#### CONSEGNA:
Ricopia tali e quali le righe delle voci, dalla prima fino a quella che contiene "MULTIPOLYGON (((102 81, 129", compresa.

━━━ ESTRATTI DEI DATI ━━━

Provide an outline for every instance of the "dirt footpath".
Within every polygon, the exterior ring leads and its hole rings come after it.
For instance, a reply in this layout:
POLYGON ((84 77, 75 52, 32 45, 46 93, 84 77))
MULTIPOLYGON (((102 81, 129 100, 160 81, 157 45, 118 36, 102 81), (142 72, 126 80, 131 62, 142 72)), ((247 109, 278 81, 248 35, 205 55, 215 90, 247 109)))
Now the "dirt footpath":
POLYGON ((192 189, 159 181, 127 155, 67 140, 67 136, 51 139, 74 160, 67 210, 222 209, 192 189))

━━━

#### RISPOSTA:
Provide an outline for every instance of the "dirt footpath".
Within every polygon, the exterior ring leads and its hole rings come after it.
For instance, a reply in this layout:
POLYGON ((84 77, 75 52, 32 45, 46 93, 84 77))
MULTIPOLYGON (((102 81, 129 100, 160 81, 157 45, 118 36, 102 81), (142 72, 126 80, 131 62, 142 72)), ((247 109, 278 81, 248 35, 205 55, 215 90, 247 109)))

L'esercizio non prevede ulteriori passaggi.